Restate the entries below exactly, and keep all images out of the answer.

= Beginning of Section =

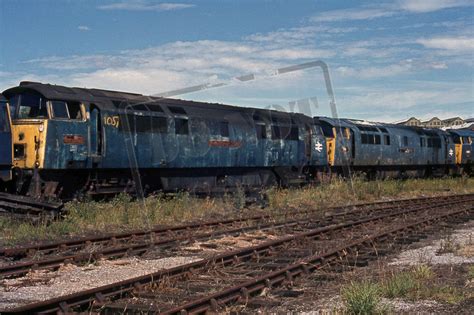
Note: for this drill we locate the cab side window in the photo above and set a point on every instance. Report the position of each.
(66, 110)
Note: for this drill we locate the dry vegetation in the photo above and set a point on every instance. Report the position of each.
(122, 213)
(419, 283)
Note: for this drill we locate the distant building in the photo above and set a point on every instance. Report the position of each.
(435, 122)
(453, 122)
(412, 122)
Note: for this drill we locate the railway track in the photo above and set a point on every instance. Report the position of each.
(29, 209)
(236, 276)
(53, 255)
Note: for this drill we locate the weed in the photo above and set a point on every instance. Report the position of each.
(448, 245)
(123, 213)
(470, 272)
(422, 272)
(361, 297)
(399, 285)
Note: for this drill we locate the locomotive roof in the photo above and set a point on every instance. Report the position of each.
(346, 122)
(113, 100)
(462, 132)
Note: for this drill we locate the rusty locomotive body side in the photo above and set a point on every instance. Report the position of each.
(73, 140)
(63, 142)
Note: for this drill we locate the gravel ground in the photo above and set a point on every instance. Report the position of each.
(43, 285)
(461, 241)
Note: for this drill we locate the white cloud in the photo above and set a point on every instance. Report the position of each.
(141, 5)
(421, 6)
(387, 10)
(458, 44)
(352, 14)
(83, 28)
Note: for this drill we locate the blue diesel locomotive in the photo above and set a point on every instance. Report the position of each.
(73, 140)
(62, 142)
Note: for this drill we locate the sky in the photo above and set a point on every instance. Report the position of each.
(387, 60)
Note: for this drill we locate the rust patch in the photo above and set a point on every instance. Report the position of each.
(225, 143)
(73, 139)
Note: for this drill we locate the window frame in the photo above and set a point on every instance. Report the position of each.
(186, 120)
(53, 116)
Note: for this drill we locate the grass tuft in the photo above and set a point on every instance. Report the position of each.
(399, 285)
(122, 213)
(361, 297)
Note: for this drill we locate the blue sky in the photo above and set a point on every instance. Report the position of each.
(388, 60)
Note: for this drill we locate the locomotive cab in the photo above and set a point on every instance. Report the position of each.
(46, 133)
(5, 142)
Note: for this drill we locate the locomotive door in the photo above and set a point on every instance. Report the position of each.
(6, 156)
(95, 133)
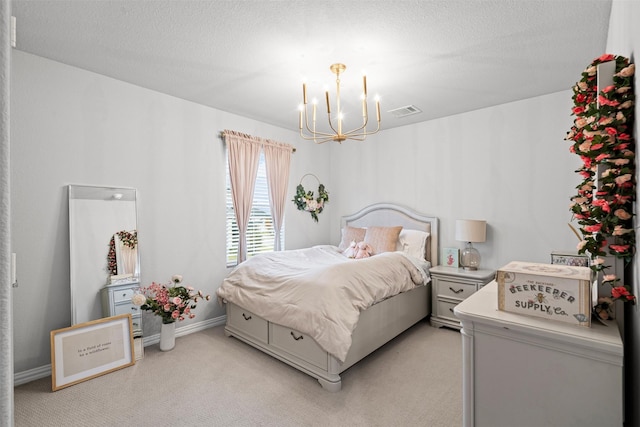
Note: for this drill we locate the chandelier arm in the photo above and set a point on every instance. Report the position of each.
(366, 132)
(315, 139)
(312, 132)
(320, 137)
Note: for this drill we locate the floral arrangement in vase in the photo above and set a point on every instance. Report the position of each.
(172, 302)
(603, 206)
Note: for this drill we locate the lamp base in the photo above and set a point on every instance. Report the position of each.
(470, 257)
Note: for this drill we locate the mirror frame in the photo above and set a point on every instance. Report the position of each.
(77, 245)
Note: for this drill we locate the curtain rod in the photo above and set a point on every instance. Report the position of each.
(221, 136)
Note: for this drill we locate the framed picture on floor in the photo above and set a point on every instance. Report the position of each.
(87, 350)
(450, 257)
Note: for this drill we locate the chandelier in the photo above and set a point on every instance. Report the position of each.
(338, 135)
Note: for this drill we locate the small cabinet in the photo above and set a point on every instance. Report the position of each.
(116, 299)
(450, 286)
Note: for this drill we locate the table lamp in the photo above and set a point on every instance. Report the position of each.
(470, 231)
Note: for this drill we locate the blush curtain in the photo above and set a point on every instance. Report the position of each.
(277, 158)
(244, 156)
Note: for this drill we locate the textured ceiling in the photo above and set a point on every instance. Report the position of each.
(250, 57)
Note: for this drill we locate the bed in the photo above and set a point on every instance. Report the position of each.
(375, 324)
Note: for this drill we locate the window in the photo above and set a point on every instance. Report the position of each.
(260, 232)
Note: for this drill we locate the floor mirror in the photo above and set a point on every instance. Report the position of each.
(104, 253)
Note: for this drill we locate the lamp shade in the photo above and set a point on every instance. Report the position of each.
(471, 230)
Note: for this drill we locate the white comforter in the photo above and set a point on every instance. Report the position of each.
(318, 291)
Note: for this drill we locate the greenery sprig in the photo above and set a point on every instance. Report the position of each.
(306, 200)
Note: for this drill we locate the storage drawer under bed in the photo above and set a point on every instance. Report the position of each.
(247, 322)
(297, 344)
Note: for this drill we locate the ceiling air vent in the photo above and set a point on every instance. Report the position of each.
(405, 111)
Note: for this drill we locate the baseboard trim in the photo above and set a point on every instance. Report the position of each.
(27, 376)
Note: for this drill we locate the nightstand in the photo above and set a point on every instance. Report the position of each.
(450, 286)
(116, 299)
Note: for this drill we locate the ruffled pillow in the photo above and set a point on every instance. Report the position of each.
(382, 239)
(351, 234)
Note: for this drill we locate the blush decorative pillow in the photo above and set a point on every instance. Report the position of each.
(382, 239)
(351, 234)
(413, 243)
(351, 251)
(363, 250)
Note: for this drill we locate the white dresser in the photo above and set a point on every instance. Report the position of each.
(524, 371)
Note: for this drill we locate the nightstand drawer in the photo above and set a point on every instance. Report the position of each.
(445, 309)
(127, 309)
(121, 295)
(455, 290)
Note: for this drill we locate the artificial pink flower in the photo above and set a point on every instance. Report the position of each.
(619, 292)
(620, 162)
(606, 57)
(619, 248)
(627, 71)
(624, 105)
(623, 178)
(619, 231)
(603, 204)
(593, 228)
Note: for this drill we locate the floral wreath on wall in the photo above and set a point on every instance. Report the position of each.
(129, 239)
(601, 136)
(306, 200)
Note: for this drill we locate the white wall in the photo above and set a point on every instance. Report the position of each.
(624, 39)
(508, 165)
(70, 126)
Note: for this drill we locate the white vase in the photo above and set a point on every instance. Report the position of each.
(168, 336)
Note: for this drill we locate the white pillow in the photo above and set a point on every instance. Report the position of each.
(413, 243)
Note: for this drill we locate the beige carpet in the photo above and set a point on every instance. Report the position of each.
(209, 379)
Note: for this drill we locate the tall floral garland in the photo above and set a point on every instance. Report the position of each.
(129, 239)
(601, 136)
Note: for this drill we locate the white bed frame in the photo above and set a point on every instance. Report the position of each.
(376, 326)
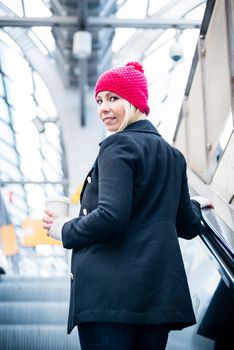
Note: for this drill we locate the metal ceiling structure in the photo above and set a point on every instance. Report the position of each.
(98, 17)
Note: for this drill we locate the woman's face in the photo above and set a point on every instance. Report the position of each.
(111, 109)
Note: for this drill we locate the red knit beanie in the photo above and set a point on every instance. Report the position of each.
(129, 82)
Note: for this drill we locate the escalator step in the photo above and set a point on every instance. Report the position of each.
(33, 312)
(37, 337)
(36, 291)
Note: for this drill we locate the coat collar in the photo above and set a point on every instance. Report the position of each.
(144, 126)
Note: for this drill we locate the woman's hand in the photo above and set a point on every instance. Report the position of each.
(48, 220)
(204, 202)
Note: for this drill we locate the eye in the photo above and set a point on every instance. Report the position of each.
(114, 98)
(99, 101)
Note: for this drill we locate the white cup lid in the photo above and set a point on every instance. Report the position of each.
(58, 198)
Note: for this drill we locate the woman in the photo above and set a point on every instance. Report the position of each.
(129, 287)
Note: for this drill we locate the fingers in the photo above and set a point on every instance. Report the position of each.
(50, 213)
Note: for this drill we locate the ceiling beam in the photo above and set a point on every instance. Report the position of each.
(99, 22)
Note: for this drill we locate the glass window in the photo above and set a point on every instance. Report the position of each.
(9, 171)
(14, 5)
(8, 152)
(2, 93)
(43, 97)
(6, 133)
(4, 113)
(39, 8)
(17, 68)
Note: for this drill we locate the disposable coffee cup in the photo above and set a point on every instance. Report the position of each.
(58, 205)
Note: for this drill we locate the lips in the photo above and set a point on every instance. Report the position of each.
(108, 120)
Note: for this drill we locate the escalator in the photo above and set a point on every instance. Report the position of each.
(218, 321)
(33, 310)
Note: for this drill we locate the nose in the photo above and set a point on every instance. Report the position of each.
(104, 107)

= End of Section =

Solution to the problem:
Note: for this drill we locate the cab side window in the photo above and set a point on every instance. Report the position of each.
(66, 110)
Note: for this drill we locate the dry vegetation in the photo above and set a point on every instance. Report the position of each.
(122, 213)
(419, 283)
Note: for this drill we locate the distant building in the photo above and set a point on every instance. Report the position of each.
(435, 122)
(453, 122)
(412, 122)
Note: for this drill we locate the railway track in the photo above and set a point on every instance. Report the position of each.
(29, 209)
(236, 276)
(53, 255)
Note: for this drill we locate the weed in the photo above and set a point on every instance. Report the position of each.
(448, 245)
(123, 213)
(470, 272)
(422, 272)
(361, 297)
(399, 285)
Note: for this drill we locate the locomotive roof in the photo above and set a point on every instance. Report the position of each.
(346, 122)
(113, 100)
(462, 132)
Note: for this drill we locate the rusty locomotive body side in the photo above and set a point on every instance. Report the position of each.
(73, 140)
(63, 142)
Note: for this drill we locate the gravel ground in the photo above and set a point on every instance. Report the position of each.
(43, 285)
(461, 241)
Note: for this drill we locate the white cloud in the photo above and set a point on every instance. Report the position of each.
(141, 5)
(421, 6)
(387, 10)
(458, 44)
(352, 14)
(83, 28)
Note: for this drill we locate the blue diesel locomotive in the photo above and set a point on every instance. Report the position of each.
(73, 140)
(62, 142)
Note: for this drill we locate the sky in the photo above and set a point on every instance. Report the position of each.
(387, 60)
Note: for this drill we locate the rust patch in the photo above and set a point on every instance. Report the position of each.
(225, 143)
(73, 139)
Note: for this drill we locate the window frame in the photo above and set a point on every instance. Report the position of each.
(186, 120)
(53, 116)
Note: for this drill we locate the grass tuft in the photo above and set a point on every instance. Report the position of each.
(399, 285)
(122, 213)
(361, 297)
Note: for this drill we locate the blue sky in the photo above and set a point on every instance. Report the position of each.
(388, 60)
Note: for this drill we locate the locomotive cab in the photo above and set a point on every instance. Report the position of each.
(46, 133)
(5, 142)
Note: for this drill we locate the locomotive door in the photo above and set a point on every instance. Report the position of each.
(6, 156)
(95, 133)
Note: for this drill we locate the chandelier arm in the photo above and set a point on every instance. Report the position of each.
(366, 132)
(315, 139)
(312, 132)
(320, 137)
Note: for this drill we locate the floral arrangement in vase in the photo above and set a point on every instance. Report the position of each.
(172, 302)
(603, 206)
Note: for this drill we locate the lamp base in the photo above and set a point on every instance. Report the position of each.
(470, 257)
Note: for this drill we locate the mirror frame in the photo above and set a point on every instance. Report the position of each.
(77, 245)
Note: for this drill we locate the curtain rod in the photo above and set a point on every instance. Report the position of each.
(221, 136)
Note: for this drill we locate the framed picture on floor in the photo above and set a point on every instance. Report the position of each.
(87, 350)
(450, 257)
Note: for this drill we locate the chandelier in the photo above and set a point on every instance. Report the position of each.
(338, 135)
Note: for this drill we locate the small cabinet in the photo above and set a point on every instance. Report the position of each.
(116, 299)
(450, 286)
Note: for this drill we locate the table lamp in the photo above and set a point on every instance. Report the position of each.
(470, 231)
Note: for this drill we locate the blush curtain in the photo above and set a point on every instance. Report the position of each.
(277, 158)
(244, 156)
Note: for this drill we locate the textured ceiling in the photo above and set a point on every instance. Report the position of each.
(250, 57)
Note: for this drill we locate the bed in the photo above and set a point on every instance. Report the position of each.
(375, 324)
Note: for this drill we locate the window in the photo above and set a point on every instance. Report the position of each.
(260, 232)
Note: for this drill we locate the floor mirror in the photo above and set a point on every instance. Report the position of each.
(104, 253)
Note: for this drill we locate the lamp shade in the photo above and set a point on every instance. Report the position of each.
(471, 230)
Note: for this drill we locate the white comforter in the photo above and set a point on every instance. Report the position of each.
(318, 291)
Note: for this drill we locate the greenery sprig in the photo above and set a point on every instance. Report the position of each.
(306, 200)
Note: for this drill we locate the storage drawer under bed in the photo above and set a point on every instance. Report the position of each.
(247, 322)
(297, 344)
Note: for this drill we locate the ceiling air vent in the photo above and set a point on every instance. Report the position of each.
(405, 111)
Note: for this drill we locate the baseboard trim in the photo above and set a point on every instance. Report the position of each.
(27, 376)
Note: for this drill we locate the nightstand in the photo above and set a point on every instance. Report the position of each.
(450, 286)
(116, 299)
Note: for this drill we locate the ruffled pillow in the photo above and set a point on every instance. Report the position of each.
(382, 239)
(351, 234)
Note: for this drill we locate the blush decorative pillow in the photo above and set a point on every instance. Report the position of each.
(382, 239)
(351, 234)
(413, 243)
(351, 251)
(363, 250)
Note: for this drill we locate the white dresser in the photo above and set a point on every instance. Report the position of each.
(524, 371)
Note: for this drill we locate the nightstand drawer in the photo above and set a point on every instance. Report the position of each.
(445, 309)
(127, 309)
(121, 295)
(455, 290)
Note: for this drill we locate the artificial pink flower in the photo above and set a point on every instance. Report the position of each.
(619, 292)
(620, 162)
(606, 57)
(619, 248)
(627, 71)
(624, 105)
(623, 178)
(619, 231)
(603, 204)
(593, 228)
Note: for this drill we locate the floral wreath on wall in the photo above and set a point on every instance. Report the position of each.
(129, 239)
(601, 136)
(306, 200)
Note: for this drill we locate the white wall in the photo above and set a point on every instance. Report the position of each.
(624, 39)
(508, 165)
(70, 126)
Note: for this drill we locate the white vase in the photo above and set a point on every instance. Report the position of each.
(168, 336)
Note: for this drill we locate the white pillow in the photo above and set a point on every instance. Report the position of each.
(413, 243)
Note: for this drill we locate the beige carpet in the photo above and set a point on every instance. Report the position of each.
(209, 379)
Note: for this drill we locate the tall floral garland in the photo above and set a point on every instance. Report the position of each.
(129, 239)
(601, 136)
Note: for this drill we locate the white bed frame in the photo above and set a point on every instance. Report the position of each.
(376, 326)
Note: for this drill we locate the metal ceiling structure in the photo above and set a point on every instance. Report the position of each.
(98, 17)
Note: for this drill we locate the woman's face in the photo above and set a point on every instance. Report the position of each.
(111, 109)
Note: for this drill we locate the red knit beanie in the photo above and set a point on every instance. Report the position of each.
(129, 82)
Note: for this drill we locate the escalator step in the photo above and set a point on every instance. Report the position of each.
(33, 312)
(37, 337)
(36, 291)
Note: for this drill we locate the coat collar in the photo above and set a point on every instance. Report the position of each.
(144, 126)
Note: for this drill we locate the woman's hand in the photo above and set a point on every instance. Report the position of each.
(48, 220)
(204, 202)
Note: for this drill we locate the eye in the photo above and set a point on every instance. Report the position of each.
(114, 98)
(99, 101)
Note: for this drill we locate the white cup lid in the photo above and set a point on every instance. Report the position of each.
(58, 198)
Note: for this drill we locate the woman in the photo above and set a point on every instance. Report the position of each.
(129, 287)
Note: for this drill we locate the fingers in the photo above and set a point on every instance. Report the position of each.
(50, 213)
Note: for this drill we locate the ceiling beam in the photo above and set a point on every instance. Report the position of each.
(99, 22)
Note: for this drill we locate the glass window in the photo above and set a point on every instance. Report the position of each.
(9, 171)
(14, 5)
(8, 152)
(2, 93)
(43, 97)
(6, 133)
(4, 113)
(39, 8)
(17, 68)
Note: for this drill we locate the disposable coffee cup in the photo above and set a point on every instance. Report the position of each.
(58, 205)
Note: for this drill we locate the lips in the photo above and set a point on every instance. Report the position of each.
(108, 120)
Note: for this drill we locate the escalator in the photo above and set a point on every instance. Report the position of each.
(218, 321)
(33, 310)
Note: for this drill we locate the nose in the photo above and set a point on every instance. Report the position of each.
(104, 107)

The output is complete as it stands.